• GOAL: Copy out all the entries word for word.

^^^^

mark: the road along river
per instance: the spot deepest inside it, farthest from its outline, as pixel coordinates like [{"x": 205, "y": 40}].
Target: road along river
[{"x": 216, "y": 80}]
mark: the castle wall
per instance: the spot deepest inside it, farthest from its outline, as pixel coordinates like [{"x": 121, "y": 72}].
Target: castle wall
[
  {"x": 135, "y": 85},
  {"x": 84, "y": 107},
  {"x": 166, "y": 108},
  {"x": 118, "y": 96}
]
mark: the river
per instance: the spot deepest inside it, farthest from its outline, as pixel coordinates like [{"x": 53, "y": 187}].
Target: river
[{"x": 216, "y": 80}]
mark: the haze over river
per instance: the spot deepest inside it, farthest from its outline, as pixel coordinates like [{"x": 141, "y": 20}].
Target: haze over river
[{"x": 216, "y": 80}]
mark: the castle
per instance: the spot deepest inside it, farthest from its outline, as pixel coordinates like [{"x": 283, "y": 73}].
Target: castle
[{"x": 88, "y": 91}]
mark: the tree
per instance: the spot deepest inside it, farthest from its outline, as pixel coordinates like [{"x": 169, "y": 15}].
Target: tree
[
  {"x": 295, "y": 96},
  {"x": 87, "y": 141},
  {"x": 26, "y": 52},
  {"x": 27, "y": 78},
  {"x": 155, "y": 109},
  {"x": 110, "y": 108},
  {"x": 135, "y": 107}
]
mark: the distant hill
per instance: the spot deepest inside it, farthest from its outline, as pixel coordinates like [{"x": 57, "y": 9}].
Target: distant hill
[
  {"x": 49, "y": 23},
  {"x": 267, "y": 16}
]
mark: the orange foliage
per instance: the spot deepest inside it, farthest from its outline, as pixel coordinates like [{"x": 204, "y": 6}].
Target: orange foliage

^^^^

• COMPLETED TASK:
mark: the road along river
per instance: the spot deepest inside it, farthest from its outline, as pixel coordinates like [{"x": 205, "y": 40}].
Target: road along river
[{"x": 216, "y": 80}]
mark: the castle wall
per instance: the spot deepest inside it, farthest from its outline, as pixel coordinates like [{"x": 121, "y": 72}].
Target: castle wall
[
  {"x": 135, "y": 85},
  {"x": 84, "y": 107},
  {"x": 166, "y": 108},
  {"x": 118, "y": 96}
]
mark: the river
per instance: the spot deepest inside it, farthest from its outline, as pixel coordinates like [{"x": 53, "y": 187}].
Target: river
[{"x": 216, "y": 80}]
mark: the haze over river
per instance: the spot deepest inside it, farthest from its outline, as pixel coordinates like [{"x": 141, "y": 20}].
Target: haze over river
[{"x": 216, "y": 80}]
mark: the castle
per instance: the spot deepest inside it, farthest from its outline, as pixel coordinates like [{"x": 283, "y": 73}].
Target: castle
[{"x": 88, "y": 91}]
mark: the tree
per instance: the spot deepest inside it, farthest from its outline, as pixel coordinates like [{"x": 169, "y": 15}].
Target: tree
[
  {"x": 295, "y": 96},
  {"x": 87, "y": 141},
  {"x": 26, "y": 52},
  {"x": 27, "y": 78},
  {"x": 155, "y": 109},
  {"x": 110, "y": 108},
  {"x": 135, "y": 107}
]
mark: the distant hill
per instance: the spot deepest inside it, farthest from its outline, as pixel coordinates like [{"x": 57, "y": 9}].
Target: distant hill
[
  {"x": 49, "y": 23},
  {"x": 267, "y": 16}
]
mark: the orange foliage
per instance: the spot deepest inside it, farthest from its outline, as pixel coordinates like [{"x": 204, "y": 6}].
Target: orange foliage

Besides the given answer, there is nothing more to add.